══ Excerto do documento

7 de novembro de 2008

"Só há um problema filosófico verdadeiramente sério: é o suicídio. Julgar se a vida merece ou não ser vivida, é responder a uma questão fundamental da filosofia. O resto, se o mundo tem três dimensões, se o espírito tem nove ou doze categorias, vem depois. São apenas jogos; primeiro é necessário responder. E, se é verdade, tal como Nietzsche o quer, que um filósofo, para ser estimável, deve dar o exemplo, avalia-se a importância desta resposta, visto que ela vai preceder o gesto definitivo. São evidências sensíveis ao coração, mas é preciso aprofundá-las para as tornar claras ao espírito.
Se pergunto a mim próprio como decidir se determinada interrogação é mais premente do que outra qualquer, concluo que a resposta depende das acções a que elas incitam, ou obrigam. Nunca vi ninguém morrer pelo argumento ontológico. Galileu, que possuía uma verdade científica importante, dela abjurou com a maior das facilidades deste mundo, logo que tal verdade pôs a sua vida em perigo. Fez bem, em certo sentido. Essa verdade não valia a fogueira. Qual deles, a Terra ou o Sol gira em redor do outro, é-nos profundamente indiferente. A bem dizer, é um assunto fútil. Em contrapartida, vejo que muitas pessoas morrem por considerarem que a vida não merece ser vivida. Outros vejo que se fazem paradoxalmente matar pelas ideias ou pelas ilusões que lhes dão uma razão de viver (o que se chama uma razão de viver é ao mesmo tempo uma excelente razão de morrer). Julgo pois que o sentido da vida é o mais premente dos assuntos - das interrogações. Como responder-lhe? Em todos os problemas essenciais (e por tal entendo os que podem fazer morrer e os que duplicam a paixão de viver) só há provavelmente dois métodos de pensamento, o de La Palisse e o de Don Quixote. É o equilíbrio da evidência e do lirismo o único que nos faculta ao mesmo tempo o acesso à emoção e à clareza. Num assunto ao mesmo tempo tâo humilde e tão cheio de patético, a dialéctica sábia e clássica deve pois ceder o seu lugar, é fácil de conceber, a uma atitude de espírito mais modesta que deriva ao mesmo tempo do bom senso e da simpatia.

════
══ Dados fornecidos

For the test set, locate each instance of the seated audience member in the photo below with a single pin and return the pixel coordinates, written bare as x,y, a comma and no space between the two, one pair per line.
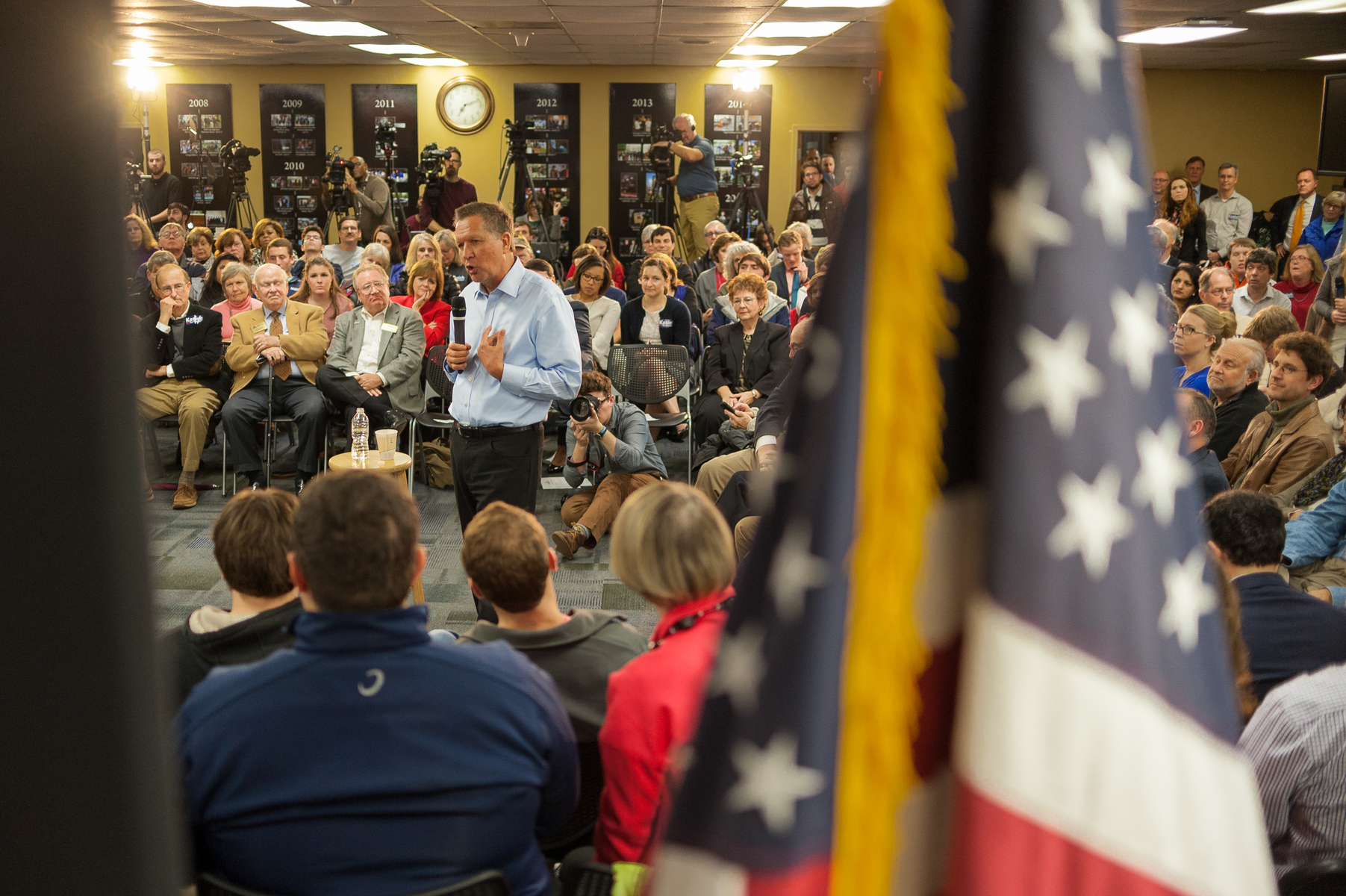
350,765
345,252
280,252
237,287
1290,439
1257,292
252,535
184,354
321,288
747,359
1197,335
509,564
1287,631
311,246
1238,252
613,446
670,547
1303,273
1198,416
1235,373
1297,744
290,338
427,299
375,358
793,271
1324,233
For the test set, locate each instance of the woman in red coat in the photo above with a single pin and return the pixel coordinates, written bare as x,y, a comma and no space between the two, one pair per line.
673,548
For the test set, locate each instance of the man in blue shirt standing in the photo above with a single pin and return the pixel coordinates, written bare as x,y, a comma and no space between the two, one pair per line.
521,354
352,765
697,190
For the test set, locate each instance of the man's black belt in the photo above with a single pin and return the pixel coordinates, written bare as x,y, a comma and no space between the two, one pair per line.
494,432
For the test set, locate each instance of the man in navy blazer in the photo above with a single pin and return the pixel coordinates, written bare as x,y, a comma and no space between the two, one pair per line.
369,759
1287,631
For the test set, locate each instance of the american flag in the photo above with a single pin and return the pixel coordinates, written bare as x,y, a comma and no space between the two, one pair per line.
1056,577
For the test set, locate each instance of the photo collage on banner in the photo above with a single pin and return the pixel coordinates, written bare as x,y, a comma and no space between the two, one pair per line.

════

**Instrução 1**:
Como ficaria, em forma de lista breve e com os factos principais, o parágrafo do excerto sobre o suicídio e o sentido da vida que começa por «Só há um problema filosófico»?
**Instrução 2**:
Apresenta a continuação do excerto sobre o suicídio e o sentido da vida, a partir da sua última frase.

**Resposta 1**:
- O único problema filosófico verdadeiramente sério é o suicídio.
- Julgar se a vida merece ou não ser vivida é responder a uma questão fundamental da filosofia.
- O resto vem depois e são apenas jogos. Por exemplo, saber se o mundo tem três dimensões ou se o espírito tem nove ou doze categorias.
- Se, como quer Nietzsche, um filósofo deve dar o exemplo para ser estimável, esta resposta tem grande importância, pois precede o gesto definitivo.
- São evidências sensíveis ao coração, mas é preciso aprofundá-las para as tornar claras ao espírito.

**Resposta 2**:
O suicídio nunca foi tratado senão como fenómeno social. Aqui, pelo contrário, para começar, importa-nos a relação entre o pensamento individual e o suicídio. Um gesto como este prepara-se, tal como acontece com uma grande obra, no silêncio do coração. O próprio homem o ignora. Uma bela noite, dá um tiro ou atira-se à água. De um gerente de prédios de rendimento que se matara, diziam-me certo dia que ele perdera a filha havia cinco anos, que mudara muito desde então e que essa história «o havia consumido». Não se pode desejar palavra mais exacta. Começar a pensar é começar a ser consumido. A sociedade não tem grande coisa a ver com estes princípios. O veneno está no coração do homem. É aí que ele deve ser procurado. Esse jogo mortal, que vai da lucidez perante a existência à evasão fora da luz, é preciso segui-lo e comprendê-lo.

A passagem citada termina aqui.